● Text segment:
____________________
Scott Gordon’s Controlling the State combines under one cover two distinct realms of discourse. One realm is the intellectual history of conceptual formulations about the constitutional control of government, when that control operates through the organizational structure of government. Two of the book’s nine chapters treat these conceptual issues, though many of the other chapters present such material as well. The other realm is the actual conduct of government in several historical episodes that illustrate the author’s theme. These episodes are treated in seven chapters—on Athens, Rome, Venice, Holland, Great Britain (with separate chapters on the seventeenth century and contemporary times), and the United States. The chapter on Athens, for example, emphasizes not democracy and majority rule, but “that the institutional structure of Athenian government was the first major polity in history to have a nonhierarchical system of plural and mutually controlling authorities” (p. 77).

The bête noire in Gordon’s conceptual formulation is the doctrine of sovereignty. It is commonplace to speak of states as sovereign, with sovereignty denoting a locus of authority that is “absolute, indivisible, and permanent”(p. 22). For instance, a considerable literature has developed that speaks of public debt as sovereign debt, the idea being that public loans differ from private loans because no third-party adjudication can be called upon to settle disputes. If a sovereign chooses not to pay a debt, that refusal is the end of the matter, and the creditor must simply take his lumps. A sovereign is controlled by nothing besides his own calculus of interest. Sovereigns may pay their debts because they anticipate that they will want to borrow again, and they recognize that keeping their promises is good business. Any dispute between the sovereign and his creditors, however, will be resolved as the sovereign chooses.

The simplest formulations of sovereignty refer to an individual, such as a monarch, but sovereignty has also been applied to collective entities, such as a parliament or even the people in general. Gordon traces this doctrine of popular sovereignty back to ancient Greece and Rome, although “the people” was a much narrower construction in earlier times than it is in our age of universal suffrage and automatic voter registration. Sovereignty is used both normatively and positively, as Gordon notes (p. 35). Normatively, it is used to justify the activities undertaken by the state, as in a statement that legislatively sanctioned coercion is legitimate because it reflects the “will of the people.” Rousseau made the modern canonical statement of this position. To his credit, Gordon recognizes that, aside from explicit unanimity, the “will of the people” is a vacuous phrase. Indeed, the staying power of this phrase in contemporary discourse is surely strong testimony to the huge capacity for self-delusion that exists in our species.

Sovereignty also has a positive meaning, as a position of autonomous authority. Gordon associates this use of sovereignty most strongly with Jean Bodin, in the assertion that a position of sovereignty exists in every state. The positive task for political analysis is to identify the holder of sovereignty. In this respect, Gordon gives particular attention to the efforts of people such as Walter Bagehot and Albert Dicey to locate British sovereignty in Parliament.
____________________
● List of tasks:
(A) List the places the book review says Gordon examines in his historical chapters.
(B) Pick up the book review of Controlling the State after its last sentence and carry it forward.
Nothing in the entries is needed here.

● Information given:
____________________
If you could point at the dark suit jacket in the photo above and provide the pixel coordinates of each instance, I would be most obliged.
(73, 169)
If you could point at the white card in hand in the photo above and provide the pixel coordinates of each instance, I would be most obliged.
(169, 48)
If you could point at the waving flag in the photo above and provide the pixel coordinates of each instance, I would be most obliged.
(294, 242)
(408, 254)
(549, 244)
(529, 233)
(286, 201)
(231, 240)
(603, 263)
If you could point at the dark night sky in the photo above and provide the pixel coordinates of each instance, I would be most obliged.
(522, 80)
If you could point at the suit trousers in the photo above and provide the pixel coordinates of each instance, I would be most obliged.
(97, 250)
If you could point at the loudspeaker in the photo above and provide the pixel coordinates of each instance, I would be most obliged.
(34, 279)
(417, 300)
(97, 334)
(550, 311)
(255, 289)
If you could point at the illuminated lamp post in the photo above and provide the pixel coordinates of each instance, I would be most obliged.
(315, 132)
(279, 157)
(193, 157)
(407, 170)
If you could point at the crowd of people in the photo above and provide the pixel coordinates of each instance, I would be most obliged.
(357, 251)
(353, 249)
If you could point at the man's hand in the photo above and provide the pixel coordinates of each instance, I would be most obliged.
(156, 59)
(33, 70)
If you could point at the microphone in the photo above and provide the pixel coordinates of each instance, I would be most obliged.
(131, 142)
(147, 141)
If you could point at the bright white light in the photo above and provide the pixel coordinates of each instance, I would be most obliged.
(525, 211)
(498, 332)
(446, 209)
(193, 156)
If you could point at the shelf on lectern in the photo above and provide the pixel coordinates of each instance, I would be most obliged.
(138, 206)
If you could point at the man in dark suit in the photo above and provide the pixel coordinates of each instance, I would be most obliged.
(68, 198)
____________________
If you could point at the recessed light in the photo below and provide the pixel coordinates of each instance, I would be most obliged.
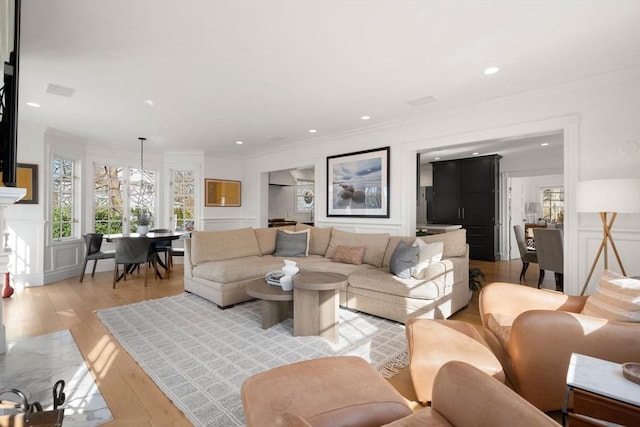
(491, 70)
____________________
● Responses by task:
(A) Athens, Rome, Venice, Holland, Great Britain, the United States

(B)
A model of a polity in the presence of sovereignty must be hierarchical. A single person might hold the position of ultimate authority, or, some would claim, that position might be held jointly by everyone, no matter how mysteriously. Regardless of the particular model, there will exist some locus of final authority for political outcomes. Whether those outcomes are attributed to the will of the king or to the will of the people is an empirical matter of determining the locus of sovereignty. In any case, the Bodinian claim is that all states have such a locus of sovereignty.

Gordon does not dispute that states may possess sovereignty, only that they must. He argues that polities may be either hierarchical or polycentric (p. 16). Sovereignty exists in the hierarchical polity but not in the polycentric polity, which has no locus of ultimate authority but rather a number of nonsovereign authorities that check and balance each other. He describes this polycentric vision as the countervalence model.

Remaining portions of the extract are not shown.